§ WHAT THE TASK REQUIRES:
Output the items below word for word, starting at the line that contains "the building window" and ending at the line that contains "pixel 857 296", with both of those lines included. Leave out any pictures.

== GIVEN RECORDS

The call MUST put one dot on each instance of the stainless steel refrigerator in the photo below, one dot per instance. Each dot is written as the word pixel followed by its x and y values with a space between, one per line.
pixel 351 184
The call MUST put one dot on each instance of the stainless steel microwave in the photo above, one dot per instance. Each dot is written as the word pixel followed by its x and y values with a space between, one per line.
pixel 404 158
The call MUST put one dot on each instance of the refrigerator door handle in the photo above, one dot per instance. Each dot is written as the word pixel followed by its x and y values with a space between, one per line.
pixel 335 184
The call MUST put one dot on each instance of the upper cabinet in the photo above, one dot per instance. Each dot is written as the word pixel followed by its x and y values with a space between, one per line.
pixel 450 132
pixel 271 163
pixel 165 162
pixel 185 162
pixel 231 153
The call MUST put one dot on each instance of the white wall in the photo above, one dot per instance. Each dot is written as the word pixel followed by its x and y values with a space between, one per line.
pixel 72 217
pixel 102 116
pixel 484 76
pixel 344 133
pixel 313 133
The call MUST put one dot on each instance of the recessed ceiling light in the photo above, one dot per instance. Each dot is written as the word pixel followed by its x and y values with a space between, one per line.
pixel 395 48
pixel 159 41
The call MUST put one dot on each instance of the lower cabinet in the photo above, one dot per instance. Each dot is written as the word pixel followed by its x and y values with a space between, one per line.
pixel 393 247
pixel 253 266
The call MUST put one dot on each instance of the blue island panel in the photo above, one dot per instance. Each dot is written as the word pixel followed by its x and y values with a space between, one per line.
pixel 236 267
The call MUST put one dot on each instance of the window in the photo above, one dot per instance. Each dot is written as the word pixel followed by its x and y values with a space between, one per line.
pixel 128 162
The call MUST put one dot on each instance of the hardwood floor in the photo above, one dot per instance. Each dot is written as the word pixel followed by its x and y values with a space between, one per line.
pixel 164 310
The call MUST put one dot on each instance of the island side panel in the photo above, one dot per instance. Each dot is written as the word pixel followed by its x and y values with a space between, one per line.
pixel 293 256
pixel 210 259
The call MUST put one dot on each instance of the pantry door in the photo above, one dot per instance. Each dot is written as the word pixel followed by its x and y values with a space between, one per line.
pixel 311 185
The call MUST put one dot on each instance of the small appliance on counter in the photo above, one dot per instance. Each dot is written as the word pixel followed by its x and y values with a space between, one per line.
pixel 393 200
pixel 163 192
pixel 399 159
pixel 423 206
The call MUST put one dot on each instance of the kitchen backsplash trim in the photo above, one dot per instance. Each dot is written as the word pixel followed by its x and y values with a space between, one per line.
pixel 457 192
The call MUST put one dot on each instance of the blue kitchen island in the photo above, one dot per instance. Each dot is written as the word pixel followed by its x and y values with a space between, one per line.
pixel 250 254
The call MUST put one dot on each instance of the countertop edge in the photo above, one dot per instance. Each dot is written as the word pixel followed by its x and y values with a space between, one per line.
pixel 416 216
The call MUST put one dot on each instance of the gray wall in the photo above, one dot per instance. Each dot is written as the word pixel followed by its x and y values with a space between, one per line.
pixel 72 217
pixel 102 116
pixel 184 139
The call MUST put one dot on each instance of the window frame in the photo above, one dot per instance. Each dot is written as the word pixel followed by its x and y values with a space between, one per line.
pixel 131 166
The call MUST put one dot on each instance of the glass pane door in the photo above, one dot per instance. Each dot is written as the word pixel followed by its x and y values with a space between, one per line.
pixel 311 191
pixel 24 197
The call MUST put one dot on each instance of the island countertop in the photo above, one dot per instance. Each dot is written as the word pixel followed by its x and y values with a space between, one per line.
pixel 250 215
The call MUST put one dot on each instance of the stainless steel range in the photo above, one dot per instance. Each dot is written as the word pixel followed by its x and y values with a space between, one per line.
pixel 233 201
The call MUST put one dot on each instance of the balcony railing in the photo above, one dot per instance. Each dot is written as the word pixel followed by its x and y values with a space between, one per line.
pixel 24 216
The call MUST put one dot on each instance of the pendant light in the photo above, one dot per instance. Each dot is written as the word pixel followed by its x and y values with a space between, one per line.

====
== GIVEN RECORDS

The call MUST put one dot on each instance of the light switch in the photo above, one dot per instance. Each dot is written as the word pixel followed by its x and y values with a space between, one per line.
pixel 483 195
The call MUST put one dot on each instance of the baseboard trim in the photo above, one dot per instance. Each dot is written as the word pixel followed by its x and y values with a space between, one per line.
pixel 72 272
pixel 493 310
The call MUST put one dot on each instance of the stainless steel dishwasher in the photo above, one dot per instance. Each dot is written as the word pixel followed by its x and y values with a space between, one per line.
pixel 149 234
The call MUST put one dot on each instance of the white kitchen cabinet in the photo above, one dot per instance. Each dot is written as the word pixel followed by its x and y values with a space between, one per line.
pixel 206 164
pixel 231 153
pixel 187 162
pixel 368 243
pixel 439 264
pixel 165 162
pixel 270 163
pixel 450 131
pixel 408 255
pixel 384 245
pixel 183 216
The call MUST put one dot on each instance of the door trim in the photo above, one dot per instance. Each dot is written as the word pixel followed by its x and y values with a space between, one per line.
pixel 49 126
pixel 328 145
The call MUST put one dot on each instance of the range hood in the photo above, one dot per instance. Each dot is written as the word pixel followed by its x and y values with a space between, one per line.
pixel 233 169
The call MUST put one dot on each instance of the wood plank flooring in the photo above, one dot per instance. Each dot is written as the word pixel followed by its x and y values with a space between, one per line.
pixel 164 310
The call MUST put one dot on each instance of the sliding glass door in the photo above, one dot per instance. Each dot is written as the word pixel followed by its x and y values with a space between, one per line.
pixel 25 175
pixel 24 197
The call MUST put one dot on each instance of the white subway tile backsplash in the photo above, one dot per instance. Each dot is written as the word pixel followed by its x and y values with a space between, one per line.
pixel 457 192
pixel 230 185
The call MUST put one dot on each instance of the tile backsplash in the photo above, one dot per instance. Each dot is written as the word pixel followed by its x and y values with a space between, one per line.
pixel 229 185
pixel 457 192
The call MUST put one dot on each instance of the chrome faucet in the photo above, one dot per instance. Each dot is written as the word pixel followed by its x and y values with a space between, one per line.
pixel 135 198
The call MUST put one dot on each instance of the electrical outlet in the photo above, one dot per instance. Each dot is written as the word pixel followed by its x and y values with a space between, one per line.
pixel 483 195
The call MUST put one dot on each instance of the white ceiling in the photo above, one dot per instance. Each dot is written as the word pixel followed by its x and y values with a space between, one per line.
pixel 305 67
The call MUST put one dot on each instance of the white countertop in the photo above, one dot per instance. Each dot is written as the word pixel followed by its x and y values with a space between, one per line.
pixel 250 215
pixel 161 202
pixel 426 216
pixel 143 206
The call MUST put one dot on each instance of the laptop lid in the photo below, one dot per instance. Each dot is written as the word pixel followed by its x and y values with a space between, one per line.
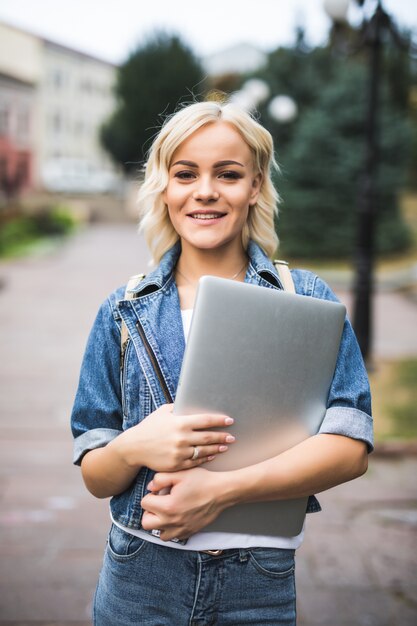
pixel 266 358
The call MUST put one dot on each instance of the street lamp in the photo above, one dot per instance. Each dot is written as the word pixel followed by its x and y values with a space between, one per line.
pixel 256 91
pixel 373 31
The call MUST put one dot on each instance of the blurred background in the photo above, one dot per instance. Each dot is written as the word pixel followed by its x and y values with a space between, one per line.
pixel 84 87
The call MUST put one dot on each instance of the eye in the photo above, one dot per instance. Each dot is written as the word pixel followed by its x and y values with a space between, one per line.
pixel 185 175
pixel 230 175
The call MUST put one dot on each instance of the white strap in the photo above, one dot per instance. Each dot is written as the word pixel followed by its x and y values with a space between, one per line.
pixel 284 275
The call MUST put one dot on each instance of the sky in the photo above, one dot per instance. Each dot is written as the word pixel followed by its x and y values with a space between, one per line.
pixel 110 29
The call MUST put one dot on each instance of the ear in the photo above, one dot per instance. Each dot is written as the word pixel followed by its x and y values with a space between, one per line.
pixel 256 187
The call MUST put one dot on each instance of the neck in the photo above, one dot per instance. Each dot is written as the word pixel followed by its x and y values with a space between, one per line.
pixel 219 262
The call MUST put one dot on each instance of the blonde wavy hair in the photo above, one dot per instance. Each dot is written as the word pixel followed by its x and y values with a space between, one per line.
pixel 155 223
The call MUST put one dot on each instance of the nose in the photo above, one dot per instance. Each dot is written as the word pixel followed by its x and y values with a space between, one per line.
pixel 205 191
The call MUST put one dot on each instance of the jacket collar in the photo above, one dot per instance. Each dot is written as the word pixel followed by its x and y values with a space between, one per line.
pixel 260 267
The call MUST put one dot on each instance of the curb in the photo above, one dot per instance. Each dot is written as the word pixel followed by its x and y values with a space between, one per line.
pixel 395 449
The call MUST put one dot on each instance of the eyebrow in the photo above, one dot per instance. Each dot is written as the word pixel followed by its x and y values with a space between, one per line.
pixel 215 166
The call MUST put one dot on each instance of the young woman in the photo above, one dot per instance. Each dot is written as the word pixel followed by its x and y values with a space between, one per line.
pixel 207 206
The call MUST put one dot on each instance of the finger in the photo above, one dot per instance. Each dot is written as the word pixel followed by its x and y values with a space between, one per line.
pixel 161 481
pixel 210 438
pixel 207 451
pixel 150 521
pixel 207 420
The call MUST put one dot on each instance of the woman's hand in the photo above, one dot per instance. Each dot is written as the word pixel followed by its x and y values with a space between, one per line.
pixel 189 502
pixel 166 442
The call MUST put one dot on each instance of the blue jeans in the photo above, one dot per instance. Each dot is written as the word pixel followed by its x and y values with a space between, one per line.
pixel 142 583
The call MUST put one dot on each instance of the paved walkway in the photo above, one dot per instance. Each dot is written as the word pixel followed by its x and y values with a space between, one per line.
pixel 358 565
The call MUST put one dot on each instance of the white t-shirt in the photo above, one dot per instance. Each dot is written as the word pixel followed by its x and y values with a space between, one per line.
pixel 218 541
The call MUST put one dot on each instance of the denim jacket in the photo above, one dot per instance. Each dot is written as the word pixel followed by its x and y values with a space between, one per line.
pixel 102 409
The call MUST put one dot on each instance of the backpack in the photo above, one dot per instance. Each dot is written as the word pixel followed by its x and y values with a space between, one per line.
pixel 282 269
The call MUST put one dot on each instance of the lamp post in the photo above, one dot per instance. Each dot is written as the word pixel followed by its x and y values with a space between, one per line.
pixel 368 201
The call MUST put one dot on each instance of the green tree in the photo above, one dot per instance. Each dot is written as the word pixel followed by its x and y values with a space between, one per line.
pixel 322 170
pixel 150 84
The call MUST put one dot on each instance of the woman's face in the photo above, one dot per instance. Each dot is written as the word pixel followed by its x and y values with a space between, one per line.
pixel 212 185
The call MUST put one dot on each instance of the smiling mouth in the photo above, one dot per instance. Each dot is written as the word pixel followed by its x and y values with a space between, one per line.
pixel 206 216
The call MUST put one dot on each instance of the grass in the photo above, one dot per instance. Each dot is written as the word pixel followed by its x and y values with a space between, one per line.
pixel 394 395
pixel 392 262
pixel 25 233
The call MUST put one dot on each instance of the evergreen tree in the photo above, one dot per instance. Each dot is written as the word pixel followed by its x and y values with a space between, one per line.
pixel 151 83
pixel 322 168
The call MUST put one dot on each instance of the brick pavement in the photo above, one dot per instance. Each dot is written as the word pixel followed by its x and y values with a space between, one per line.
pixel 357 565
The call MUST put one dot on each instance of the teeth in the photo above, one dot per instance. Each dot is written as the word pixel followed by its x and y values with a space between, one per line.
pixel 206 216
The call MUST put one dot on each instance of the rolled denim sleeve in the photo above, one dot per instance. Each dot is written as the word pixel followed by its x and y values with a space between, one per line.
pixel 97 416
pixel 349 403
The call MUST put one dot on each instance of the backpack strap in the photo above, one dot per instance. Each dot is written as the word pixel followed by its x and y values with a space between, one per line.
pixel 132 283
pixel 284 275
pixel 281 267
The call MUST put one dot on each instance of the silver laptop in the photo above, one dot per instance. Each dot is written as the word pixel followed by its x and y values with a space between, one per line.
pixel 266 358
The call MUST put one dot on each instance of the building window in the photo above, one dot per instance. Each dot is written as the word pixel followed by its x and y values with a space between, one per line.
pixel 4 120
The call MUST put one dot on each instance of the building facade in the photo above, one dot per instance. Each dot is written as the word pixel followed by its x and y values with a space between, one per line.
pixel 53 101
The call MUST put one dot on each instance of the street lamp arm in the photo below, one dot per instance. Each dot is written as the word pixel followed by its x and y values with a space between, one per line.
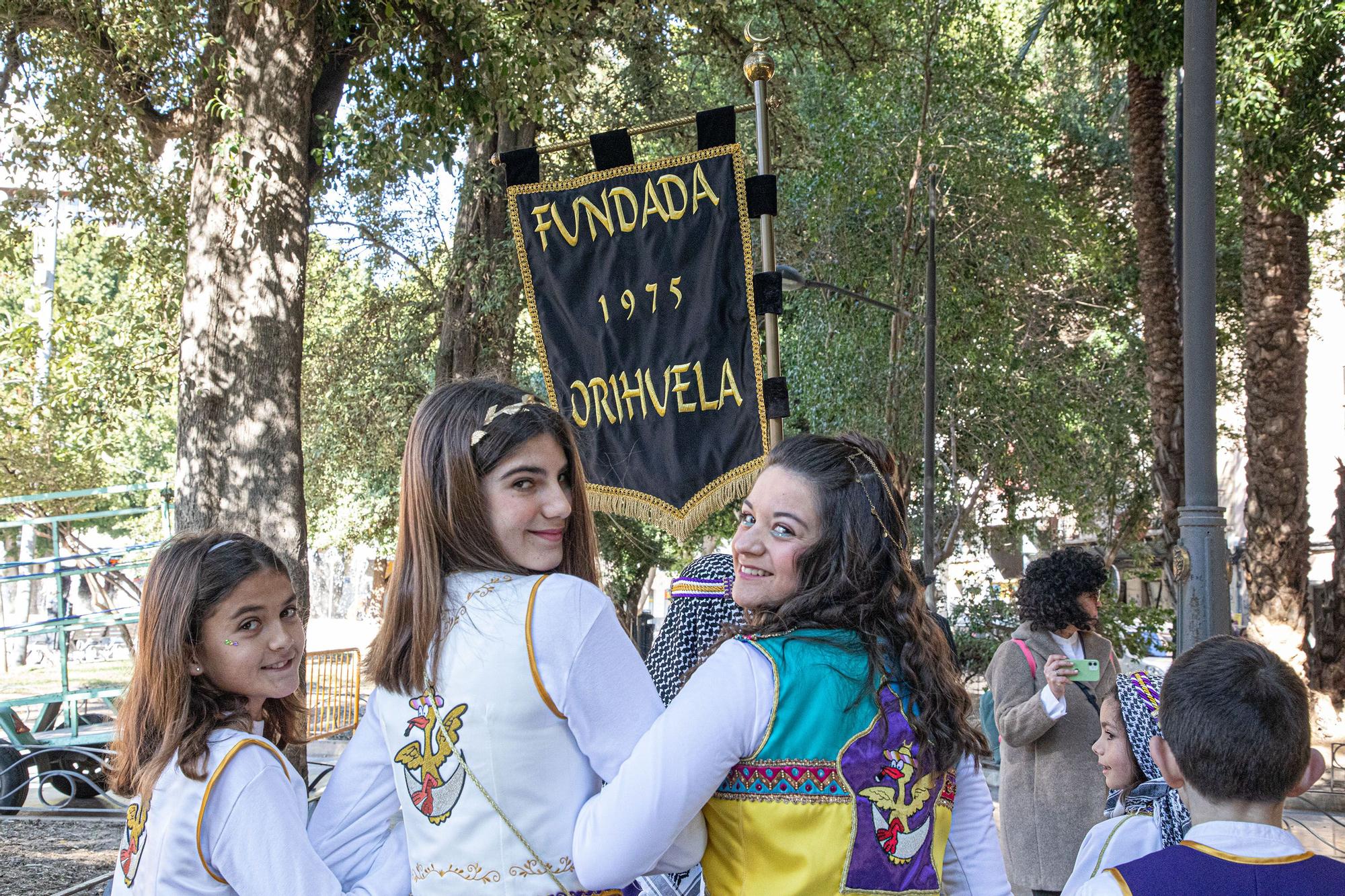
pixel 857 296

====

§ TASK SOLUTION:
The call MUST put one dot on each instance of the building window in the photo above, one dot per instance. Each dot is written as the word pixel followed by its x and y values with a space between, one per line.
pixel 4 120
The call MUST put one dot on each instance of the building facade in the photo above, one dot per instance. Each dot is written as the word pixel followed by its x and y values with a space between, one per line.
pixel 53 101
The call MUST put one dot on each instance of the street lamp arm in the photo below, one dot per instance. Each dot is written as the word pixel followed by its x and y values with a space between, one per line.
pixel 857 296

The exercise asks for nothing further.